→ DATA SHOWN:
_ _ _ _ _

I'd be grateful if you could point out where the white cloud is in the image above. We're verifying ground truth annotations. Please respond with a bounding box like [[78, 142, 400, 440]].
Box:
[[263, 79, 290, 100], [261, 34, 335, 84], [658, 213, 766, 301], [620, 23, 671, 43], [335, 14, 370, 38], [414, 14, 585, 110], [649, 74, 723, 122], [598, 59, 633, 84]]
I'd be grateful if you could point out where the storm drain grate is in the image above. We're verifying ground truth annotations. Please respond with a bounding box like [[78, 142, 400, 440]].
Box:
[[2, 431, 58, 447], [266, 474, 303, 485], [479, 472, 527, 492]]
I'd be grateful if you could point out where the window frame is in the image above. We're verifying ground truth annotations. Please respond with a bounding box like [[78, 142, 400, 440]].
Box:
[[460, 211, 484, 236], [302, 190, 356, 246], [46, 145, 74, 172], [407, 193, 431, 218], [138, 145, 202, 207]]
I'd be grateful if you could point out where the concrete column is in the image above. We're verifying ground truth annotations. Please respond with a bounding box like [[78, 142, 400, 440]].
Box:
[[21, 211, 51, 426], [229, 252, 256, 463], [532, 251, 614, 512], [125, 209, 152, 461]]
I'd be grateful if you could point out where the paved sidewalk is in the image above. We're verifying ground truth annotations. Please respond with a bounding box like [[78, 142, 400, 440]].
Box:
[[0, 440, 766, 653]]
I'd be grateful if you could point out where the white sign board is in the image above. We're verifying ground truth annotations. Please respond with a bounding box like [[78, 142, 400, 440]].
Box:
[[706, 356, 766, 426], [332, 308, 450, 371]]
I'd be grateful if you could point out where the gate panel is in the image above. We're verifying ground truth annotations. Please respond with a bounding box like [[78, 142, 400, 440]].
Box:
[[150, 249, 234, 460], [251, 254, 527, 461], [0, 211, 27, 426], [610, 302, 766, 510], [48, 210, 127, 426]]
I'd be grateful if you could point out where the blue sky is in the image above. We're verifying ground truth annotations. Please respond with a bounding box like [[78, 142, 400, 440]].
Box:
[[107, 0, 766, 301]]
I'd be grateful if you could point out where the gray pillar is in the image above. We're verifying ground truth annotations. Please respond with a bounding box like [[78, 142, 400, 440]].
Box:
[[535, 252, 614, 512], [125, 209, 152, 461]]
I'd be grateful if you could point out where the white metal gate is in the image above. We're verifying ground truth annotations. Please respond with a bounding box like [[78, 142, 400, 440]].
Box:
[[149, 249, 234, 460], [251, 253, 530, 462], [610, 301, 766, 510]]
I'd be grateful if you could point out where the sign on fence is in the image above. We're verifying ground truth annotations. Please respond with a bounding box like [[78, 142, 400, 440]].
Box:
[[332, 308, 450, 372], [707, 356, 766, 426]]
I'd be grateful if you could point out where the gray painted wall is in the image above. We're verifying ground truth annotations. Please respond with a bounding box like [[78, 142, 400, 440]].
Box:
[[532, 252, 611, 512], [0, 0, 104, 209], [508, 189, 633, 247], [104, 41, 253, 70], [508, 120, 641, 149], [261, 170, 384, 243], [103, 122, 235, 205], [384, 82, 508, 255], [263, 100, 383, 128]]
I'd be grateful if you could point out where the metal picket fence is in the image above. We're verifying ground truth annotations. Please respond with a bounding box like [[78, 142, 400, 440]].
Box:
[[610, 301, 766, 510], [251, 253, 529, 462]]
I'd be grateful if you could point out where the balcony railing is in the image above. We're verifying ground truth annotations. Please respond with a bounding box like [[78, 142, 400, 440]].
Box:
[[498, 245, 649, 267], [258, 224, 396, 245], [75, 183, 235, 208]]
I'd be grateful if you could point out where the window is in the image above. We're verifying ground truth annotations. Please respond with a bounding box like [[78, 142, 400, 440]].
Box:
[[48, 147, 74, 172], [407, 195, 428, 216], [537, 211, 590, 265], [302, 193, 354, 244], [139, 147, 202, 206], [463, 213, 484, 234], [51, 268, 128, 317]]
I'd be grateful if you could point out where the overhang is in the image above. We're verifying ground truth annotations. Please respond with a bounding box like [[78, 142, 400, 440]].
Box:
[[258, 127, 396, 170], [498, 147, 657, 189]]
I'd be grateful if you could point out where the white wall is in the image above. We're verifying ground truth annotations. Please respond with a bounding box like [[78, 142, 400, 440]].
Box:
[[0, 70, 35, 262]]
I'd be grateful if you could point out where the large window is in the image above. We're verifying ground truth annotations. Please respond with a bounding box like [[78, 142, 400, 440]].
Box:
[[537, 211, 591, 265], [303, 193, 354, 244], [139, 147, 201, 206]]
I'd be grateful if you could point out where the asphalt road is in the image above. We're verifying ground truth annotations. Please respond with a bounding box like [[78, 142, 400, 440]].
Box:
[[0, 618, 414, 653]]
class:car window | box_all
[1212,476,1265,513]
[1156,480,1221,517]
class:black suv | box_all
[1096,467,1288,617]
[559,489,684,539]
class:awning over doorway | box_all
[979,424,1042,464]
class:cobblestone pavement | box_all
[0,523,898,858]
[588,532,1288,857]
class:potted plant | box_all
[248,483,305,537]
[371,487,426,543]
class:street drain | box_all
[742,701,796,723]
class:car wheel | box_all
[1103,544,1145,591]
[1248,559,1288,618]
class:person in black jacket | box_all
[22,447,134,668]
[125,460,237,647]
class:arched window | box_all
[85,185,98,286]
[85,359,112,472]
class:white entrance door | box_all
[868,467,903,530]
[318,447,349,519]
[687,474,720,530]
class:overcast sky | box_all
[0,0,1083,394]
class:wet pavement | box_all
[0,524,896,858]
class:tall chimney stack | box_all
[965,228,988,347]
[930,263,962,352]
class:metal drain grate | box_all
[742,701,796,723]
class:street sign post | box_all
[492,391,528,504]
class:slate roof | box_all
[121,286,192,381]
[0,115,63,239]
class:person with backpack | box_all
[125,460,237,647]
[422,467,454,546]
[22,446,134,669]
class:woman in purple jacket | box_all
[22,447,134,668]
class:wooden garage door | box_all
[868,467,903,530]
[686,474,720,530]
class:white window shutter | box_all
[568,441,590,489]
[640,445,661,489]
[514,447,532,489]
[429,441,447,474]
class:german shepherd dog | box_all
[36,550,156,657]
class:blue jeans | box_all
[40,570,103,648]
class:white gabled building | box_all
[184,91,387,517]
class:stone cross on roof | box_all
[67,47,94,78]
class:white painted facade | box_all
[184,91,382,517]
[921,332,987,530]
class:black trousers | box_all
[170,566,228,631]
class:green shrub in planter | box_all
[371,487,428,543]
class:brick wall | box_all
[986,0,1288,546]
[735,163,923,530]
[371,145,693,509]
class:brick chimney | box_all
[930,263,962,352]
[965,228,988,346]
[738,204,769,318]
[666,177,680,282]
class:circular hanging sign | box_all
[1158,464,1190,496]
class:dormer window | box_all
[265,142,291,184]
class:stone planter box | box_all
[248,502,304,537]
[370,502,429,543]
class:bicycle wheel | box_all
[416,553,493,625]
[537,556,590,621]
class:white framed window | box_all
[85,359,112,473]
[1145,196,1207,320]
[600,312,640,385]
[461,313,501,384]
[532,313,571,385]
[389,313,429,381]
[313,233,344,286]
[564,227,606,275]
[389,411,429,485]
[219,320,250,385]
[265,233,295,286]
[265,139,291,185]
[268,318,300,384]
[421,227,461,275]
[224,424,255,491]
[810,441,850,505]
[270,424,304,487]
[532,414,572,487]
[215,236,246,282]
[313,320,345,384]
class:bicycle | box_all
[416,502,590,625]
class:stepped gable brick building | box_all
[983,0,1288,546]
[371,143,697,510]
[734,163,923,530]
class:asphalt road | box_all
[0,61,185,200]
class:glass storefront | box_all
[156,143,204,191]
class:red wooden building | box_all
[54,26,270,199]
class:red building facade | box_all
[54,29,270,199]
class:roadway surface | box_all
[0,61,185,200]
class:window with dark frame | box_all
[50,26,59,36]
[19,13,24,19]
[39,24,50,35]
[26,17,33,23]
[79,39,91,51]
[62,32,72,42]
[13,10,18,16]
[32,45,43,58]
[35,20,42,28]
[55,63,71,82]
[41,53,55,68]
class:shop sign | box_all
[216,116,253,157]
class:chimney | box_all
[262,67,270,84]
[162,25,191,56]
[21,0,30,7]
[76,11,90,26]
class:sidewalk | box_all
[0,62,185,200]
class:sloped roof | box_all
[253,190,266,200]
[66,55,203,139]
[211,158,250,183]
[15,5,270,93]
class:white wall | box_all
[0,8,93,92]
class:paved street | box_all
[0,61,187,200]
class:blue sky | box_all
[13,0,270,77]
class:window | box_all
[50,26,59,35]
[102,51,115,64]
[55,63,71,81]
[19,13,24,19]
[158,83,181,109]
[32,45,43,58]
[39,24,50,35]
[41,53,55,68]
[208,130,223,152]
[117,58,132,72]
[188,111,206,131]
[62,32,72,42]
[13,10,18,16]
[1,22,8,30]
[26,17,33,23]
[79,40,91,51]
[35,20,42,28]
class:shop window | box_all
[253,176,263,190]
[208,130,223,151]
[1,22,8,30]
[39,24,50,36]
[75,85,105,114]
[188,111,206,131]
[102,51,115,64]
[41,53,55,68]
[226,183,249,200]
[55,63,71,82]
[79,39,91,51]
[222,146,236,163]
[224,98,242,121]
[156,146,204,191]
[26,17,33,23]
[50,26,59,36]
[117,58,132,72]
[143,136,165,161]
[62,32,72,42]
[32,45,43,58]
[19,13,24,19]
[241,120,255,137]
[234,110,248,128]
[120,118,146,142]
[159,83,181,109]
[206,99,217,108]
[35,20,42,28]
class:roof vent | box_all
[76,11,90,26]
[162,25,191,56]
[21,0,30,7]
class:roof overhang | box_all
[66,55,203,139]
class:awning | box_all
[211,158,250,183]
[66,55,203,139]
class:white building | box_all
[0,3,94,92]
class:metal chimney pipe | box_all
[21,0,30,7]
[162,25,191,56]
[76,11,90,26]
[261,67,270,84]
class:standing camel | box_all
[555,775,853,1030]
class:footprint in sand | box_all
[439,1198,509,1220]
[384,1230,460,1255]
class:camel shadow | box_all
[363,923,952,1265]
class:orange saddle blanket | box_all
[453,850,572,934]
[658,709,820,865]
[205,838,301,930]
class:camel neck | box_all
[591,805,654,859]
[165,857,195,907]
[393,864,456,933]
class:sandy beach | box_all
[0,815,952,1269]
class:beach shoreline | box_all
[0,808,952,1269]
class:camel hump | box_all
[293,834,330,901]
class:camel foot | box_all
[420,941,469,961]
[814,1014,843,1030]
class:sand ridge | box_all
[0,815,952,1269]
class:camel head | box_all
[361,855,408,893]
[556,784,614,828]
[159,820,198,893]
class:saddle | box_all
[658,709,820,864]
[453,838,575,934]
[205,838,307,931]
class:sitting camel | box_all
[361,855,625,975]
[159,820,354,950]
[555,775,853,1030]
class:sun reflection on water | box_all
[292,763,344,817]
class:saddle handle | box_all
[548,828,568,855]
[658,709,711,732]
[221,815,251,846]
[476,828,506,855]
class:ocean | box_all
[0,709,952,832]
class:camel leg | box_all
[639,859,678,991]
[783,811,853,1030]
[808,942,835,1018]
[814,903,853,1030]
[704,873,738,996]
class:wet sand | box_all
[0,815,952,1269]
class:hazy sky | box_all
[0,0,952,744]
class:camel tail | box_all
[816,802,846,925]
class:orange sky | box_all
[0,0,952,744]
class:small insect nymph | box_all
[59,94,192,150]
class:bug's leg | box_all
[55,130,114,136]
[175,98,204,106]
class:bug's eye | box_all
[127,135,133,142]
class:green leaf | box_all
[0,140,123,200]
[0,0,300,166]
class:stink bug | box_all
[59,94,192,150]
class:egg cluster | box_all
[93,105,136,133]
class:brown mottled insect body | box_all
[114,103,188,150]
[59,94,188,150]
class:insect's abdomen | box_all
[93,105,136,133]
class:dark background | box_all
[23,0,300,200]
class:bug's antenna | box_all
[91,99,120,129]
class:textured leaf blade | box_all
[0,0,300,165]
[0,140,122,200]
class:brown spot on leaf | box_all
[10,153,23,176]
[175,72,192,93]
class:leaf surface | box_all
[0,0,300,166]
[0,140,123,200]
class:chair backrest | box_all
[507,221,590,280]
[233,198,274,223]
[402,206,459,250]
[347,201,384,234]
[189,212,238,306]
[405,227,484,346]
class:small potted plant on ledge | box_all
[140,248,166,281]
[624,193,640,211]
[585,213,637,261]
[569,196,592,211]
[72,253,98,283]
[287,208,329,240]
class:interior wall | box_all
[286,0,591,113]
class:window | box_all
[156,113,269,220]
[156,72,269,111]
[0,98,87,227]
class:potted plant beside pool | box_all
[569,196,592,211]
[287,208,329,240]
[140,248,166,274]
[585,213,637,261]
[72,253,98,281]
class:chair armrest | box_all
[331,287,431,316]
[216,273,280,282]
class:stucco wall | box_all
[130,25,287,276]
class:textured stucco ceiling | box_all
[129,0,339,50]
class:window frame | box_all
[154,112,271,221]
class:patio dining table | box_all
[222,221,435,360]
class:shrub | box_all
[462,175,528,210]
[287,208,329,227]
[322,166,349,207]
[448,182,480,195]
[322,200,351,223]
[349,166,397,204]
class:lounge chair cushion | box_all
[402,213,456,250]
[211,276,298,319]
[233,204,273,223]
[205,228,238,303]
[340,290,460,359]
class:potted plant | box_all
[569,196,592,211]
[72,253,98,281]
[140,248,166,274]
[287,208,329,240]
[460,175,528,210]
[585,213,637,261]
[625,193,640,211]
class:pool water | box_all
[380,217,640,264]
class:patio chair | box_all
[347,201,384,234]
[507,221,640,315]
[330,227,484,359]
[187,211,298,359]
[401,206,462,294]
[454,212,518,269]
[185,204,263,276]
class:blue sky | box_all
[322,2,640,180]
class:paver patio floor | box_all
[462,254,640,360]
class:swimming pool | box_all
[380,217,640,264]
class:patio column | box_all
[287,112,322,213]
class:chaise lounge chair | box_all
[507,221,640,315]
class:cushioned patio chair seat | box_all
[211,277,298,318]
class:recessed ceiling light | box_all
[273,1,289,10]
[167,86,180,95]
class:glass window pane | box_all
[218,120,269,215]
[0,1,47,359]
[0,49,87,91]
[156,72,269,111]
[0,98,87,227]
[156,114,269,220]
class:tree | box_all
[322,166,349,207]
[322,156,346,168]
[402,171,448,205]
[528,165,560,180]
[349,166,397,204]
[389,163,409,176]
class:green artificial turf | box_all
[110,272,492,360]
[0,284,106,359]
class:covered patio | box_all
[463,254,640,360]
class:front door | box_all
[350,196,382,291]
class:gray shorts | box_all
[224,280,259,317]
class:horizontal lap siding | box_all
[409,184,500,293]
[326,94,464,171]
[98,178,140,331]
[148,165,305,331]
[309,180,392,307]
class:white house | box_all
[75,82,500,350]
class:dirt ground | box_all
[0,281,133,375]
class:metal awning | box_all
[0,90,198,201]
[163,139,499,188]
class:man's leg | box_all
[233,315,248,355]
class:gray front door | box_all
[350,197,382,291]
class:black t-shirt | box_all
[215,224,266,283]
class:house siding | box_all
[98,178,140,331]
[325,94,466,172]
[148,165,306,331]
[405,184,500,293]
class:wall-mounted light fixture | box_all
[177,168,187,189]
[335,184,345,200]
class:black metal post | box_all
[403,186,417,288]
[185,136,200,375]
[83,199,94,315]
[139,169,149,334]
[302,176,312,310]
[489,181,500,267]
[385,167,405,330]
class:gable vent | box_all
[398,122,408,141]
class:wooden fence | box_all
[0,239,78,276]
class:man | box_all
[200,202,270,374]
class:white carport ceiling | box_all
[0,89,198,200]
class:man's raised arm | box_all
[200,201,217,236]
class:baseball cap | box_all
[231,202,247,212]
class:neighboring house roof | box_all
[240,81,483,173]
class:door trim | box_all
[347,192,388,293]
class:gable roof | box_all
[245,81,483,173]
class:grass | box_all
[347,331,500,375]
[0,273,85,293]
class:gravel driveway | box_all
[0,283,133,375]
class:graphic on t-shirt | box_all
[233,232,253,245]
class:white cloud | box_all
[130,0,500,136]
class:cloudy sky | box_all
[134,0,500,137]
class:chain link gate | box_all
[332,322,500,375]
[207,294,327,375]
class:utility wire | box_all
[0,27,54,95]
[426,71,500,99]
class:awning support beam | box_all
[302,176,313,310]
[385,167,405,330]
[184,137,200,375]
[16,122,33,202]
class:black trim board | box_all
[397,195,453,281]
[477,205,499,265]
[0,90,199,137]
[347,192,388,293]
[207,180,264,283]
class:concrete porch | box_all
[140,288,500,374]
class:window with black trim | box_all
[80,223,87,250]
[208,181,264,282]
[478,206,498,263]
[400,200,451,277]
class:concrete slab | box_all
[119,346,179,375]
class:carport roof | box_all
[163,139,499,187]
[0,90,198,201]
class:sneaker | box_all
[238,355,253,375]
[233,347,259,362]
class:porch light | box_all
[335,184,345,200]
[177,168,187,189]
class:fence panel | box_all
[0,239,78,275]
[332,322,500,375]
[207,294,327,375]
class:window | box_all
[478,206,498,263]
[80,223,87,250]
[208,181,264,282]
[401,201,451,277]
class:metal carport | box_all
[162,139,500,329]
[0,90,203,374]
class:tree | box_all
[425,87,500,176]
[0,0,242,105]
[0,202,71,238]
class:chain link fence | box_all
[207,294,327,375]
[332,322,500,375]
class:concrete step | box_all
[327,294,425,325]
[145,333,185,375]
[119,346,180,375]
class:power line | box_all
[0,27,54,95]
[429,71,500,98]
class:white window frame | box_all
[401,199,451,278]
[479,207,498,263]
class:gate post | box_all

_ _ _ _ _

Rewrite the listing above from the line with "class:ocean | box_all" through the line with "[340,290,460,359]", with "stucco" replaced by "plaster" and nothing else changed. Return only those lines.

→ FINISHED TASK:
class:ocean | box_all
[0,709,952,832]
class:camel leg | box_all
[639,859,678,991]
[783,811,853,1030]
[808,942,835,1018]
[814,903,853,1030]
[704,873,738,996]
class:wet sand | box_all
[0,815,952,1269]
class:hazy sky | box_all
[0,0,952,744]
class:camel tail | box_all
[816,802,846,925]
class:orange sky | box_all
[0,0,952,744]
class:small insect nymph | box_all
[59,94,192,150]
class:bug's leg | box_all
[55,130,114,136]
[175,98,204,106]
class:bug's eye | box_all
[127,135,133,142]
class:green leaf | box_all
[0,140,123,200]
[0,0,300,166]
class:stink bug | box_all
[59,94,192,150]
class:egg cluster | box_all
[93,105,136,133]
class:brown mottled insect body | box_all
[114,103,188,150]
[59,94,188,150]
class:insect's abdomen | box_all
[93,105,136,133]
class:dark background | box_all
[23,0,300,200]
class:bug's antenna | box_all
[91,99,120,129]
class:textured leaf blade | box_all
[0,0,300,165]
[0,140,122,200]
class:brown spot on leaf | box_all
[10,153,23,176]
[175,72,192,93]
class:leaf surface | box_all
[0,0,300,166]
[0,140,123,200]
class:chair backrest | box_all
[507,221,590,280]
[233,198,274,223]
[402,206,459,250]
[347,201,384,234]
[189,212,238,306]
[405,227,484,346]
class:small potted plant on ledge | box_all
[140,248,166,281]
[624,193,640,211]
[585,213,637,261]
[569,196,592,211]
[72,253,98,283]
[287,208,329,240]
class:interior wall | box_all
[286,0,591,113]
class:window | box_all
[156,113,269,220]
[156,72,269,111]
[0,98,87,227]
class:potted plant beside pool | box_all
[569,196,592,211]
[287,208,329,240]
[140,248,166,274]
[585,213,637,261]
[72,253,98,281]
class:chair armrest | box_all
[331,287,431,316]
[216,273,280,282]
class:plaster wall | box_all
[130,25,287,276]
class:textured plaster ceiling | box_all
[129,0,339,50]
class:window frame | box_all
[154,112,271,221]
class:patio dining table | box_all
[222,221,435,360]
class:shrub | box_all
[462,175,528,210]
[287,208,329,227]
[322,166,349,207]
[448,182,480,195]
[322,200,351,223]
[349,166,397,204]
class:lounge chair cushion | box_all
[402,213,456,250]
[211,276,298,319]
[233,204,273,223]
[205,228,238,303]
[340,290,460,359]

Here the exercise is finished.